**WHAT TO DO:** Every entry should be transcribed word for word, so that nothing is missing.

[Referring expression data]
▼
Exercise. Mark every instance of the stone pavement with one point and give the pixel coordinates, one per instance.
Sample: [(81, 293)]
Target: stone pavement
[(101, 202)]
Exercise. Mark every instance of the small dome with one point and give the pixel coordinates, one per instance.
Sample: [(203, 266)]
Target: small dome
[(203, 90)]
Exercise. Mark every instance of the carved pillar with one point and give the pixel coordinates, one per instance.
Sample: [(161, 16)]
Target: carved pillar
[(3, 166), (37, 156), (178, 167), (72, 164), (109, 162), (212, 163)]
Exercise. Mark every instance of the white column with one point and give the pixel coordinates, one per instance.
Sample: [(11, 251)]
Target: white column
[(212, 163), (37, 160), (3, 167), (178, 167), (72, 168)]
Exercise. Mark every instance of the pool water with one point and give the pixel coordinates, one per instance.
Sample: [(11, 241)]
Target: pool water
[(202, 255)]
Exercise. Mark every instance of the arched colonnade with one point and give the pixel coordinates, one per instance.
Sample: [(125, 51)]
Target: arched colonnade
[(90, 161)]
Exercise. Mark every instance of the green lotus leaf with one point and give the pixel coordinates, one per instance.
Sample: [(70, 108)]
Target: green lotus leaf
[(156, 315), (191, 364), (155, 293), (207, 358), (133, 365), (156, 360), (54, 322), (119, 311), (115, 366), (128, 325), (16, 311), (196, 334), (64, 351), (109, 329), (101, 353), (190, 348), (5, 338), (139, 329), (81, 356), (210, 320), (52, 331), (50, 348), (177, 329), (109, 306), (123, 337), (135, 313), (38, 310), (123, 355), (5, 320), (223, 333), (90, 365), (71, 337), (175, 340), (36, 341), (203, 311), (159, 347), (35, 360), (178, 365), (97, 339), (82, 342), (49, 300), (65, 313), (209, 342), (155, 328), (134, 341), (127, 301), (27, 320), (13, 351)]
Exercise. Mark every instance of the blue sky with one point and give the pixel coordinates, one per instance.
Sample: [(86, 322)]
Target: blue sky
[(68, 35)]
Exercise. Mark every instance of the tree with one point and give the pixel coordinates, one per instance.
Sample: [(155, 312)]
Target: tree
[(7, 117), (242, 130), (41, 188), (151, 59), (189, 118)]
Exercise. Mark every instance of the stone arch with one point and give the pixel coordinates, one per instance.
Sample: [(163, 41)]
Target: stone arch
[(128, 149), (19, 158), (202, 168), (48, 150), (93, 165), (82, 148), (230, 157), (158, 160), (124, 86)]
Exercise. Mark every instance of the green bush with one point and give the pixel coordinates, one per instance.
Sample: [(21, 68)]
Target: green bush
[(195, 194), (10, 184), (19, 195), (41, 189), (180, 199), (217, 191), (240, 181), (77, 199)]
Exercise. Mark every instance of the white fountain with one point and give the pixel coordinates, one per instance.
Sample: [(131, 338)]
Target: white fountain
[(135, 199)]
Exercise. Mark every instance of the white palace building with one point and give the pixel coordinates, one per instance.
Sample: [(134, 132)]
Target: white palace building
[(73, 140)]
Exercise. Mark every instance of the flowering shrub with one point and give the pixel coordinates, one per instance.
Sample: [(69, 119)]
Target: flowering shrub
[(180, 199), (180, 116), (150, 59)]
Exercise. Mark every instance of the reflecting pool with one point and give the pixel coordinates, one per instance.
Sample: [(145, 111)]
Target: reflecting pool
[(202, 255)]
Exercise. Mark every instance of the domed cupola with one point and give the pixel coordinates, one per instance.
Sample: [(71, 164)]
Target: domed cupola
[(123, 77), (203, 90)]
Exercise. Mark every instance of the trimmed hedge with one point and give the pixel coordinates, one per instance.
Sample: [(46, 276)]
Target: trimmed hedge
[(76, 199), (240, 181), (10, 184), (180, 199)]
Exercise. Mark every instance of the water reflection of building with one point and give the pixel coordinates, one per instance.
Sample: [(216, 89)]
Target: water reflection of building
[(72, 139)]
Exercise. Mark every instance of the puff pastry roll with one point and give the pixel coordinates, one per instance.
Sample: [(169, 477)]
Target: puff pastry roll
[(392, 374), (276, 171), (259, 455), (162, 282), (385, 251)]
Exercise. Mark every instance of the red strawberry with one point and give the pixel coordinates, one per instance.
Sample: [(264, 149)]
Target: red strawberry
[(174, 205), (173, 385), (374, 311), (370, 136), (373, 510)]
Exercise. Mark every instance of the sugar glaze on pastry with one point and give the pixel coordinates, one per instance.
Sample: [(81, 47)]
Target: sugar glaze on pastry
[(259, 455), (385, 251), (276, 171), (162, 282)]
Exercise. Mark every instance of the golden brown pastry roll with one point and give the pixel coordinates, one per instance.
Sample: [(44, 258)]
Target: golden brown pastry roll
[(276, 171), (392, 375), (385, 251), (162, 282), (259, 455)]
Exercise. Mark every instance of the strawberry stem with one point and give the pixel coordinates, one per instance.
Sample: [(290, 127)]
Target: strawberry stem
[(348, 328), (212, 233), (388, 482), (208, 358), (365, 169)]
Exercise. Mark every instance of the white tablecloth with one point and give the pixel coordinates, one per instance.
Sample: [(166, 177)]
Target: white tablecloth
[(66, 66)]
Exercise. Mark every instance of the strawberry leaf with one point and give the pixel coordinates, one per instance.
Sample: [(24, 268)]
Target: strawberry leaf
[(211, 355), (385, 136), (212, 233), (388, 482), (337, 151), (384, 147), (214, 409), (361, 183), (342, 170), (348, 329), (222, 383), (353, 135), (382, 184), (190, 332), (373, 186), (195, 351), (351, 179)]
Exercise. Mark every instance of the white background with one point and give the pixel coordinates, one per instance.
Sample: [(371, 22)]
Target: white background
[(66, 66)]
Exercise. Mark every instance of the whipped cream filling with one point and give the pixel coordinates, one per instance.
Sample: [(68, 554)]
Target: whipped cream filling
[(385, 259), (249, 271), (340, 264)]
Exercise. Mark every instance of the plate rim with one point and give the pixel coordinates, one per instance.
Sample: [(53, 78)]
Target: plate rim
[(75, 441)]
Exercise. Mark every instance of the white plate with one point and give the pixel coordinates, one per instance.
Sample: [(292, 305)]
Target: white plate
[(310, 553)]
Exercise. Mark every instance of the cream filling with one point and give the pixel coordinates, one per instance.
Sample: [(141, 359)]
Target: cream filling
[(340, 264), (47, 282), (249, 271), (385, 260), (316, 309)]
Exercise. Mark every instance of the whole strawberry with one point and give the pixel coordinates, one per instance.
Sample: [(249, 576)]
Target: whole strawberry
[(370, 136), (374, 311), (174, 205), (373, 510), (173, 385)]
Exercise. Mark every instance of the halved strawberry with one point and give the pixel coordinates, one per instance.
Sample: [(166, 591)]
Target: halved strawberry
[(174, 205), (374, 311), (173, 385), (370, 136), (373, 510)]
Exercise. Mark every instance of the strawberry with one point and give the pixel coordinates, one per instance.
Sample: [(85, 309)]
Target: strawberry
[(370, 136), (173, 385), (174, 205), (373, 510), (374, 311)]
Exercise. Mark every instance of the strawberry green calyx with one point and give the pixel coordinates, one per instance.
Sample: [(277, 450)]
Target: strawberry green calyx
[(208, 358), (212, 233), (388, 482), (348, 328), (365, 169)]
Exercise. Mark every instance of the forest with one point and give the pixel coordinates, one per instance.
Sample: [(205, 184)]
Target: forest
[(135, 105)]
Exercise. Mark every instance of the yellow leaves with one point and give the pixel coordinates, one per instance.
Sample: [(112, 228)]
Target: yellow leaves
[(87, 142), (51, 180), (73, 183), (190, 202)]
▲
**EXERCISE ANSWER:**
Exercise. Mark every instance of the stone pavement with one point and give the pixel coordinates, one per instance.
Sample: [(81, 293)]
Target: stone pavement
[(101, 202)]
Exercise. Mark every instance of the small dome with one point and give the pixel coordinates, one per instance.
Sample: [(203, 266)]
Target: small dome
[(203, 90)]
Exercise. Mark every instance of the carved pillar with one point and give the pixel coordinates, one per instance.
Sample: [(161, 16)]
Target: carved pillar
[(3, 166), (37, 156), (178, 167), (72, 164), (109, 162), (212, 163)]
Exercise. Mark every instance of the white column with one point and give the pixel coordinates, one per instance.
Sample: [(11, 251)]
Target: white column
[(212, 163), (37, 160), (3, 167), (178, 167), (72, 168)]
Exercise. Mark every instance of the pool water with one point and give the pixel coordinates, one per instance.
Sample: [(11, 241)]
Target: pool water
[(202, 255)]
Exercise. Mark every instance of the arched colonnade with one point and give the pixel coordinates, one per instance.
Sample: [(125, 51)]
Target: arched colonnade
[(90, 161)]
Exercise. Mark every instance of the green lotus leaf with one point and give the pixel coordinates, one per instance.
Sample: [(70, 108)]
Target: green lotus leaf
[(156, 315), (191, 364), (155, 293), (207, 358), (133, 365), (156, 360), (54, 322), (119, 311), (115, 366), (128, 325), (16, 311), (196, 334), (64, 351), (109, 329), (101, 353), (190, 348), (5, 338), (139, 329), (81, 356), (210, 320), (52, 331), (50, 348), (177, 329), (109, 306), (123, 337), (135, 313), (38, 310), (123, 355), (5, 320), (223, 333), (90, 365), (71, 337), (175, 340), (36, 341), (203, 311), (159, 347), (35, 360), (178, 365), (97, 339), (82, 342), (49, 300), (65, 313), (209, 342), (155, 328), (134, 341), (127, 301), (27, 320), (13, 351)]
Exercise. Mark every instance of the blue sky with one point and give the pixel coordinates, one per instance.
Sample: [(86, 322)]
Target: blue sky
[(68, 35)]
Exercise. Mark every instance of the tree with one point and give the pixel coordinates, one per instance.
Sample: [(155, 312)]
Target: tree
[(7, 117), (242, 130), (41, 188), (151, 59), (189, 118)]
Exercise. Mark every instance of the stone arch with one point and give the pixel coordinates, one per instance.
Sample: [(163, 41)]
Target: stone arch
[(128, 149), (19, 158), (202, 168), (48, 150), (93, 165), (82, 148), (230, 157), (158, 160), (124, 86)]
Exercise. Mark every instance of the green bush with one point and give the pixel coordinates, one per instance.
Sample: [(21, 68)]
Target: green bush
[(195, 194), (10, 184), (19, 195), (41, 189), (180, 199), (217, 191), (240, 181), (77, 199)]
Exercise. Mark every instance of the white fountain with one point and give the pixel coordinates, one per instance.
Sample: [(131, 338)]
Target: white fountain
[(135, 199)]
Exercise. Mark every instance of the white palace building with one point and give the pixel coordinates, one per instance.
Sample: [(134, 132)]
Target: white palace building
[(73, 140)]
Exercise. Mark every instance of the flowering shrub with one point and give the pixel coordinates, one per instance.
Sample: [(69, 119)]
Target: flowering shrub
[(180, 199), (180, 116), (150, 59)]
Exercise. Mark every instance of the reflecting pool with one point and give the pixel coordinates, one per instance.
Sample: [(145, 111)]
Target: reflecting pool
[(202, 255)]
Exercise. Mark every instance of the domed cupola with one point and give the pixel coordinates, one per instance.
Sample: [(71, 164)]
Target: domed cupola
[(123, 77), (203, 90)]
Exercise. Mark every instance of the trimmed hedge with one point and give the pixel coordinates, one per instance.
Sample: [(46, 276)]
Target: trimmed hedge
[(76, 199), (240, 181), (10, 184), (180, 199)]
Exercise. Mark every instance of the water reflection of building with one point and give the pixel coordinates, one per instance.
Sample: [(216, 89)]
Target: water reflection of building
[(72, 139)]
Exercise. Mark every instance of the puff pastry roll with one point and give the pixel coordinates, one per instance.
Sample: [(169, 477)]
Target: puff pastry roll
[(392, 374), (276, 171), (259, 455), (162, 282), (385, 251)]
Exercise. Mark every instance of the red strawberry with one point and give the pixel coordinates, one per instance.
Sample: [(264, 149)]
Target: red strawberry
[(174, 205), (173, 385), (374, 311), (370, 136), (373, 510)]
Exercise. Mark every instance of the sugar glaze on pastry with one point and give the pixel coordinates, one per instance.
Sample: [(81, 47)]
Target: sugar glaze on pastry
[(259, 455), (385, 251), (276, 171), (162, 282)]
Exercise. Mark every instance of the golden brown pastry roll with one point and give the pixel coordinates, one per instance.
Sample: [(44, 258)]
Target: golden brown pastry roll
[(276, 171), (392, 375), (385, 251), (162, 282), (259, 455)]
Exercise. Mark every instance of the strawberry stem with one point and give the pixel coordinates, one per instance.
Sample: [(290, 127)]
Target: strawberry stem
[(348, 328), (212, 233), (388, 482), (208, 358), (365, 169)]
Exercise. Mark every instance of the white tablecloth with one point and give the pixel coordinates, one per instance.
Sample: [(166, 177)]
Target: white tablecloth
[(66, 66)]
Exercise. Mark every instance of the strawberry leaf with one point and give the pixel coordinates, one per instance.
Sample: [(24, 268)]
Target: strawberry leaf
[(211, 355), (385, 136), (212, 233), (388, 482), (337, 151), (384, 147), (214, 409), (361, 183), (342, 170), (348, 329), (222, 383), (353, 135), (382, 184), (190, 332), (373, 186), (195, 351), (351, 179)]
Exercise. Mark every instance of the white background with one point and give the pixel coordinates, one per instance.
Sample: [(371, 22)]
Target: white background
[(66, 66)]
Exercise. Mark every instance of the whipped cream filling with one point and give the pixel coordinates, one per instance.
Sample: [(68, 554)]
Target: whipped cream filling
[(385, 259), (249, 271), (340, 264)]
Exercise. Mark every instance of the plate rim with one point and give the pixel coordinates, one per instance.
Sample: [(53, 78)]
Target: plate rim
[(75, 441)]
Exercise. Mark every instance of the white plate with one point and give the pixel coordinates, one per instance.
Sample: [(292, 305)]
Target: white plate
[(310, 553)]
Exercise. Mark every instance of the cream filling with one point and give the pixel coordinates, one per instance.
Sample: [(141, 359)]
Target: cream filling
[(340, 264), (47, 282), (249, 271), (385, 260), (316, 309)]
Exercise. Mark every instance of the whole strawberry with one point and give the pixel coordinates, one per instance.
Sample: [(249, 576)]
Target: whole strawberry
[(370, 136), (374, 311), (174, 205), (373, 510), (173, 385)]
Exercise. Mark every instance of the halved strawberry with one point and give the pixel coordinates, one per instance.
Sample: [(166, 591)]
Target: halved strawberry
[(174, 205), (374, 311), (173, 385), (370, 136), (373, 510)]
Exercise. Mark every instance of the strawberry with one point and give the pixel coordinates, one per instance.
Sample: [(85, 309)]
Target: strawberry
[(370, 136), (173, 385), (174, 205), (373, 510), (374, 311)]
Exercise. Mark every instance of the strawberry green calyx with one point and give the pixel coordinates, one per instance.
Sample: [(277, 450)]
Target: strawberry green calyx
[(208, 358), (212, 233), (388, 482), (348, 328), (365, 169)]
Exercise. Mark every instance of the forest with one point and give the pixel coordinates, one per instance.
Sample: [(205, 184)]
Target: forest
[(135, 105)]
Exercise. Mark every instance of the yellow leaves with one point and give the pixel coordinates, one per instance.
Sample: [(112, 228)]
Target: yellow leaves
[(87, 142), (51, 180), (73, 183), (190, 202)]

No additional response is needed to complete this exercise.